На экзамене Роман Лазаревич Кармен сказал: «Но у вас художественный сценарий, а я документалист». Но это же реальная история», – возразил я. «Вы тут придумали все, – сказал Кармен (он хорошо знал Север). – Ну-ка быстро: как бы вы сделали на эту же тему документальный сценарий?

Я стал рассказывать. Наконец, Кармен меня остановил: «Вот видите, реальность гораздо сильнее, чем вы сочинили…»

Это для меня был первый урок мастера. В 60-е годы возник, как вы помните, массовый интерес к мемуарам, письмам, старей хронике вообще к подлинным документам. Меня увлекали тогда возможности монтажного документального кино, в частности, использование фотографий наряду со старой хроникой. Почти все свои картины я тогда строил на этом. Ведь фото, будучи погружено в контекст времени и окружено соответствующим материалом, несет массу информации. Как клетка, которая содержит генный код всего организма.

Движущиеся хроникальные кадры тоже могут быть весьма информативны, но они порой как бы проскальзывают – зритель не всегда успевает усвоить все, что в них заложено. Константин Симонов, работая над циклом документальных фильмов о Великой Отечественной войне, помню, жаловался на отсутствие в хронике крупных планов, выразительных подробностей, деталей. Ему нужны были глаза, руки солдата, нужно было разглядеть, как обожженные пальцы сворачивают самокрутку. А на фотографии мы можем задержаться, всмотреться в нее, осмыслить изображенное. В картине «Друг Горького – Андреева», например, было использовано более тысячи фотоснимков. Портрет и время эпоха и личность – таков был принцип организации материала

Работая в документальном кино, особенно остро чувствуешь время – острее, чем в игровом. Совсем порывать с документалистикой не хотелось бы: я вижу в ней массу еще не использованных возможностей. С хроникой, скажем, мы работаем сегодня уже по-другому, препарируем ее, замедляем, останавливаем кадр, заметьте, приближая его к фотографии. Этот принцип широко применен в картине «Дмитрий Шостакович. Альтовая соната».

У меня практически всегда так получалось, что в документальном кино я стремился к художественной организации материала и, наоборот, в игровое старался привнести документализм.

------

→ ЗАДАНИЯ И УПРАЖНЕНИЯ
**1.** Сколько фотоснимков, согласно тексту о документальном кино, было использовано в картине «Друг Горького – Андреева»?
**2.** Изложите содержание текста о документальном кино в двух предложениях.

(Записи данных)
------

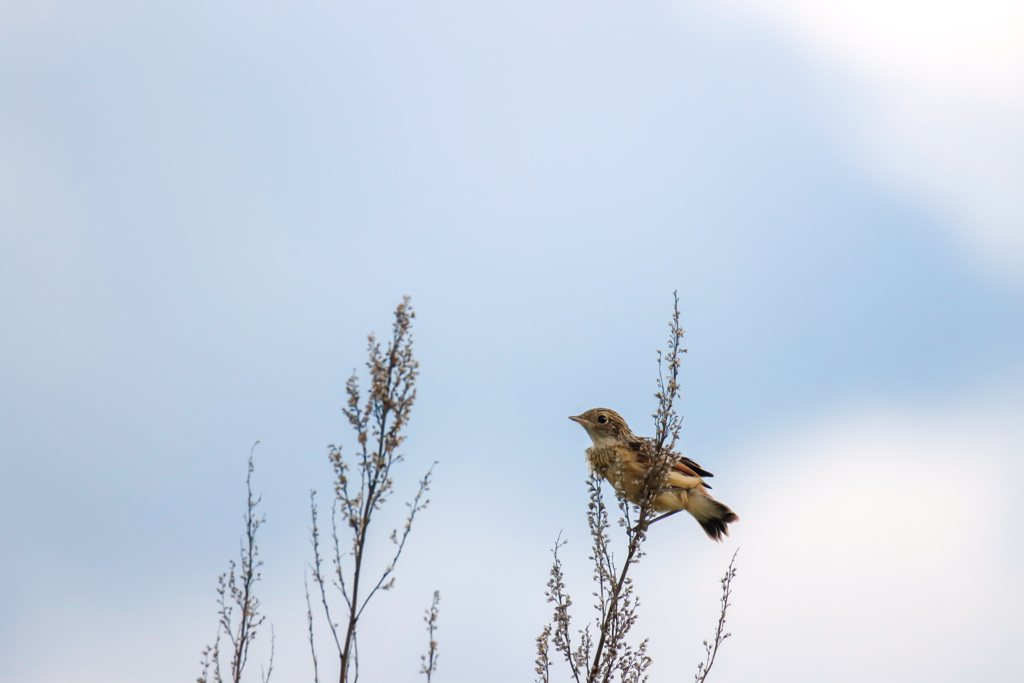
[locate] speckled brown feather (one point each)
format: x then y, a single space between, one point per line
624 460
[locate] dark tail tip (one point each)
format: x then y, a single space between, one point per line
716 524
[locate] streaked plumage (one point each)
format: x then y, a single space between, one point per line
624 459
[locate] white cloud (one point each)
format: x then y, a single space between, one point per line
878 548
944 115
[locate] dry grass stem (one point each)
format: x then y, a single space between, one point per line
711 649
429 667
237 590
364 482
602 651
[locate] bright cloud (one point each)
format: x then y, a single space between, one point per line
878 548
944 116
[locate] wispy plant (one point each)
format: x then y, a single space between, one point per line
429 667
711 649
601 650
237 590
363 484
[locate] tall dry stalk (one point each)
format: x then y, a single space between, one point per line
237 590
604 652
364 483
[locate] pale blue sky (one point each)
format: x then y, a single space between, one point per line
205 208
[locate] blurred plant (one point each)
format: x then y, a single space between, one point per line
603 653
429 666
378 423
704 668
238 590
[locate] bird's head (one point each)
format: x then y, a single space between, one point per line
603 425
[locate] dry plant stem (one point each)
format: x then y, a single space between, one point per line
667 423
364 483
616 604
711 650
429 666
309 624
237 591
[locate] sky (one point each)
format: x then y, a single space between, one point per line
206 207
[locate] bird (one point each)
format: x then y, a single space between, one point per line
624 460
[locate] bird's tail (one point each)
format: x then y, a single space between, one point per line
713 516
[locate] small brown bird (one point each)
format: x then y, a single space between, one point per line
624 459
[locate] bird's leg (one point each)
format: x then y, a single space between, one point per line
667 514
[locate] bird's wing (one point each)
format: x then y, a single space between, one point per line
684 465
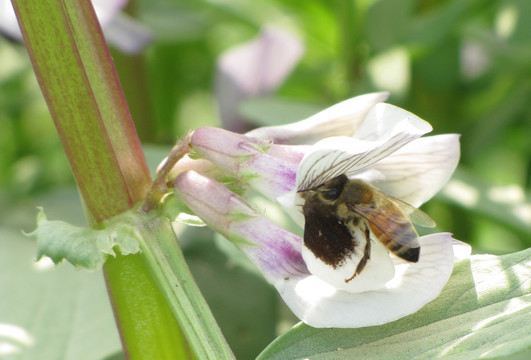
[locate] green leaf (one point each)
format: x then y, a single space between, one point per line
80 246
483 312
510 206
276 111
49 312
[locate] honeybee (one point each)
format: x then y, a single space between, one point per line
340 211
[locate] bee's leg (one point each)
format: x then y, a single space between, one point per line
366 254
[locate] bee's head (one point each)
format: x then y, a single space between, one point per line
332 189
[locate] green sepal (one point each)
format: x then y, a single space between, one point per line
83 247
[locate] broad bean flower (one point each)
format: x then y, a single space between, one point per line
363 139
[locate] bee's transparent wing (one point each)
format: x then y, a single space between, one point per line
416 216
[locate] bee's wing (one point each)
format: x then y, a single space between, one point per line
416 216
392 227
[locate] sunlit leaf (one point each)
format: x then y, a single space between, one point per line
51 313
82 247
483 312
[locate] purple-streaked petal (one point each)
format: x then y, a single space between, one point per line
268 168
392 129
274 250
342 119
417 171
415 284
256 68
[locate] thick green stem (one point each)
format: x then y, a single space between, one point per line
80 85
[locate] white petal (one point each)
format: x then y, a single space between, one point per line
342 119
417 171
393 128
378 271
321 305
383 120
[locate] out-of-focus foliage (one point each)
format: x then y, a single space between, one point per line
463 65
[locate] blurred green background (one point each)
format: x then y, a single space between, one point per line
462 65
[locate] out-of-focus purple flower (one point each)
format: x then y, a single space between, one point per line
120 30
253 69
382 147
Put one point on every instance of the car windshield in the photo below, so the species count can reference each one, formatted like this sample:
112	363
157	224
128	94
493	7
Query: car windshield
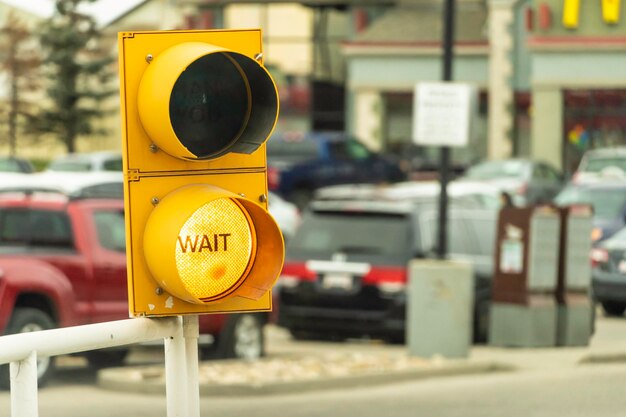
497	169
377	238
607	202
70	166
35	228
292	150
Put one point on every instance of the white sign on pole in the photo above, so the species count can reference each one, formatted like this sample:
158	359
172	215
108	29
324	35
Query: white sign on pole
441	114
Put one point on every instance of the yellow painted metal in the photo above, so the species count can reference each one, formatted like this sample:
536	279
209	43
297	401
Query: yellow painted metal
571	13
611	11
158	173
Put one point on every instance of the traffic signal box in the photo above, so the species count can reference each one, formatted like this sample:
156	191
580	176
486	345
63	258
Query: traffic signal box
197	108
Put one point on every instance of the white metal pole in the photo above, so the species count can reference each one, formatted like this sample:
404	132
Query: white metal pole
24	399
191	333
176	374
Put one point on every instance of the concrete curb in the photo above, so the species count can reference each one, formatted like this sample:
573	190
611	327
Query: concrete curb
150	380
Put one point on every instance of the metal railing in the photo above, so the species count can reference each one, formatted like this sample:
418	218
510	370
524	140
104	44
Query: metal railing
181	357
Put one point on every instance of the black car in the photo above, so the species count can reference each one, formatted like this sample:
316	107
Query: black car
299	164
346	269
608	277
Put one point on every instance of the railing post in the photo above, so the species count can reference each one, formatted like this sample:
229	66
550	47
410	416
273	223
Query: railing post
24	399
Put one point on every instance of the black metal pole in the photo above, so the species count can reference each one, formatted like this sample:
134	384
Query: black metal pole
444	172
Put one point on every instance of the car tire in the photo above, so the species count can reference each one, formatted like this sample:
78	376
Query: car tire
613	308
241	338
26	320
99	359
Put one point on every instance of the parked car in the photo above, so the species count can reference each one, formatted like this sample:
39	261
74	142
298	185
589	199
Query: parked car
601	164
300	164
527	181
608	279
608	199
345	272
17	165
422	162
86	162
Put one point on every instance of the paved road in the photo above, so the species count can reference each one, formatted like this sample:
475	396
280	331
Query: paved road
595	390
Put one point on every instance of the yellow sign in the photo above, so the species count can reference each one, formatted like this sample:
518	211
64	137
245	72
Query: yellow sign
197	108
571	12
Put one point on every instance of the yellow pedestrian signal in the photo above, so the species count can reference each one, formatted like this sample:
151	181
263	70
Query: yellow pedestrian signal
197	108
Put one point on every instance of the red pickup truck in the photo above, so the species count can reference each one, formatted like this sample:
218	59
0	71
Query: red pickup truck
63	263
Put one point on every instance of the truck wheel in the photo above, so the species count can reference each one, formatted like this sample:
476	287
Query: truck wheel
241	338
29	320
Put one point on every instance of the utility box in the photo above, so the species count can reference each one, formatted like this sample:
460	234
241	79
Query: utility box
575	306
524	310
439	315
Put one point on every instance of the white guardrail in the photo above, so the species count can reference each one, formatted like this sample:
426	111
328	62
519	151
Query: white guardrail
181	357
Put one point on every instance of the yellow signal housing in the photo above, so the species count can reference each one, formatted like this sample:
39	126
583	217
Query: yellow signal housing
201	243
197	108
571	13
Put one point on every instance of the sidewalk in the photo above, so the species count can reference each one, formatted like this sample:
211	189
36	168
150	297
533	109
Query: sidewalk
300	366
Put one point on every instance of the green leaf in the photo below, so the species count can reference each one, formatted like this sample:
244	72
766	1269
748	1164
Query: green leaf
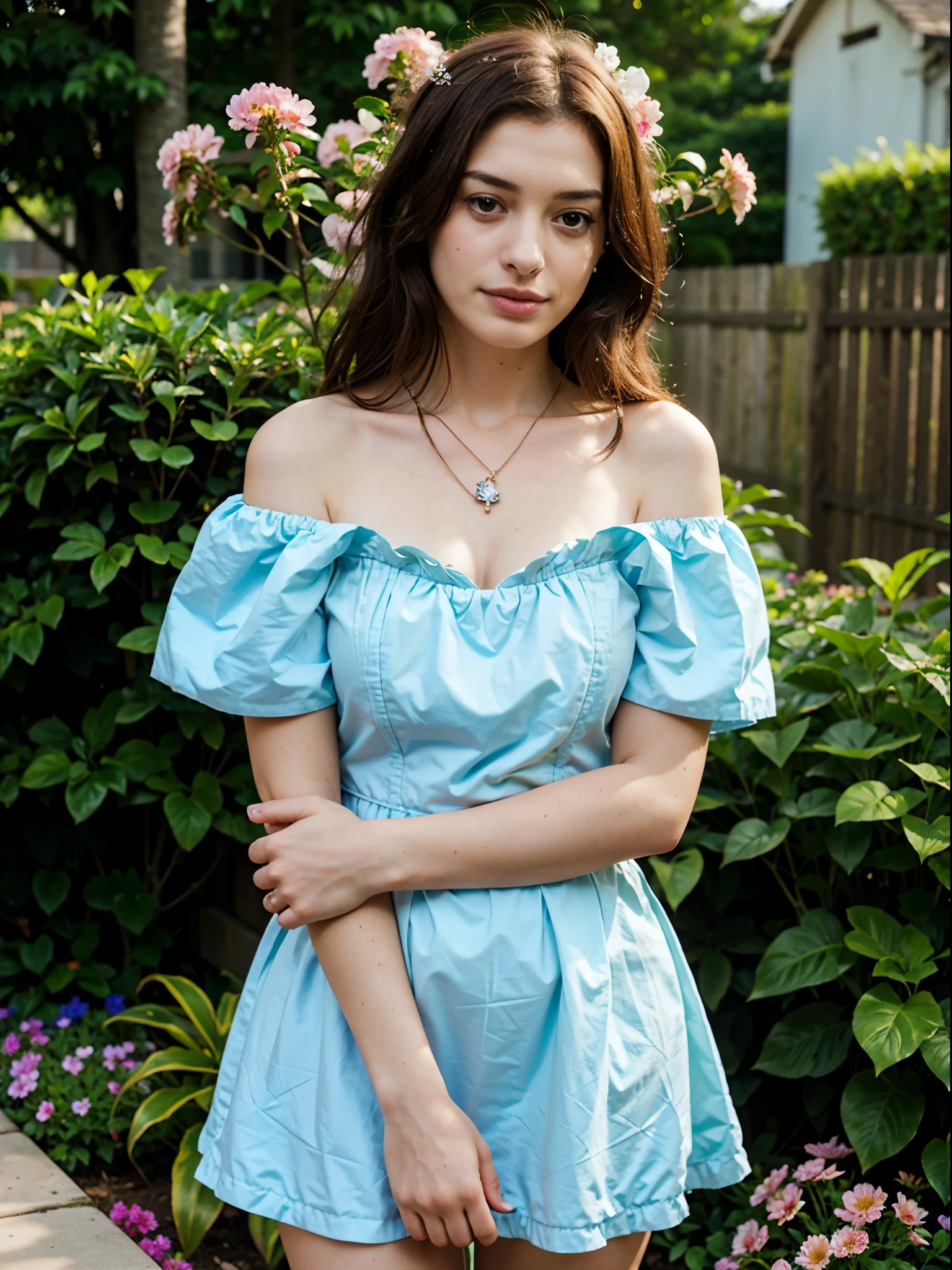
873	801
778	746
51	888
804	957
154	513
51	768
187	819
679	876
927	840
890	1029
936	1168
714	978
813	1041
143	639
195	1207
753	837
38	956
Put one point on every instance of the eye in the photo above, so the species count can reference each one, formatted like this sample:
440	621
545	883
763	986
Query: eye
574	220
484	205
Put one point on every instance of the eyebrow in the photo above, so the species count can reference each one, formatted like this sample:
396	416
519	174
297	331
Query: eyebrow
499	183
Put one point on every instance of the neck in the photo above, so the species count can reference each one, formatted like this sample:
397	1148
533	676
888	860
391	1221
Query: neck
485	386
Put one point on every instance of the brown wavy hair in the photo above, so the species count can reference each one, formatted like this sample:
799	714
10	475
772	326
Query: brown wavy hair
390	329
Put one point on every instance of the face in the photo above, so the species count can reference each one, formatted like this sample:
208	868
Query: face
526	231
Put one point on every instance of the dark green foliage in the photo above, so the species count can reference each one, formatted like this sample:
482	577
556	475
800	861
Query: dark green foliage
122	424
886	203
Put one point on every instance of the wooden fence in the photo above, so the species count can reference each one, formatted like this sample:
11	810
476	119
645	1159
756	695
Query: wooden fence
829	381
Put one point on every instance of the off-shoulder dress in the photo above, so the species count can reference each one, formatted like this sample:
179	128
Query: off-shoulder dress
564	1018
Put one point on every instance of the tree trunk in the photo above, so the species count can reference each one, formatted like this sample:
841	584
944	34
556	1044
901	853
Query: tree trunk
161	50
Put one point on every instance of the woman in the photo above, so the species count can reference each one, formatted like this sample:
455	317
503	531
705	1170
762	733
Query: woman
461	753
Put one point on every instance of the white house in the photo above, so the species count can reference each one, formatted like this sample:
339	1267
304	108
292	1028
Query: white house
860	70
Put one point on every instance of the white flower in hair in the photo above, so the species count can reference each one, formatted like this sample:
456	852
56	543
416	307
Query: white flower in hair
609	56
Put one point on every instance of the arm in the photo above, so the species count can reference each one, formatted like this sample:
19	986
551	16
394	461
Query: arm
637	807
439	1169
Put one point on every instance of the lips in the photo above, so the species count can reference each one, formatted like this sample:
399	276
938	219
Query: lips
516	304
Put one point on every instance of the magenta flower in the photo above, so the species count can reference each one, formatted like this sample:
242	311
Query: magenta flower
414	51
785	1206
770	1185
862	1204
832	1150
814	1253
847	1242
908	1210
749	1237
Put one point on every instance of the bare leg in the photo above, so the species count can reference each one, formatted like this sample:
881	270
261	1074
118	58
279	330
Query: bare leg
622	1254
306	1251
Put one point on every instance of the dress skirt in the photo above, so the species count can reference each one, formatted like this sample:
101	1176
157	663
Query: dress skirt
566	1025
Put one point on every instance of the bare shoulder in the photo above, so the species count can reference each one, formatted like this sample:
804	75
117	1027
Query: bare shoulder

------

→ РЕШЕНИЯ ЗАДАНИЙ
**1.** Более тысячи фотоснимков.

**2.** Автор вспоминает, как Р. Л. Кармен на экзамене показал, что реальность гораздо сильнее вымысла, и рассказывает о своих картинах 60-х годов, построенных на использовании фотографий наряду со старой хроникой. По словам автора, в документальном кино время чувствуется острее, чем в игровом, а ему самому было свойственно стремление к художественной организации материала в документалистике и к документализму в игровом кино.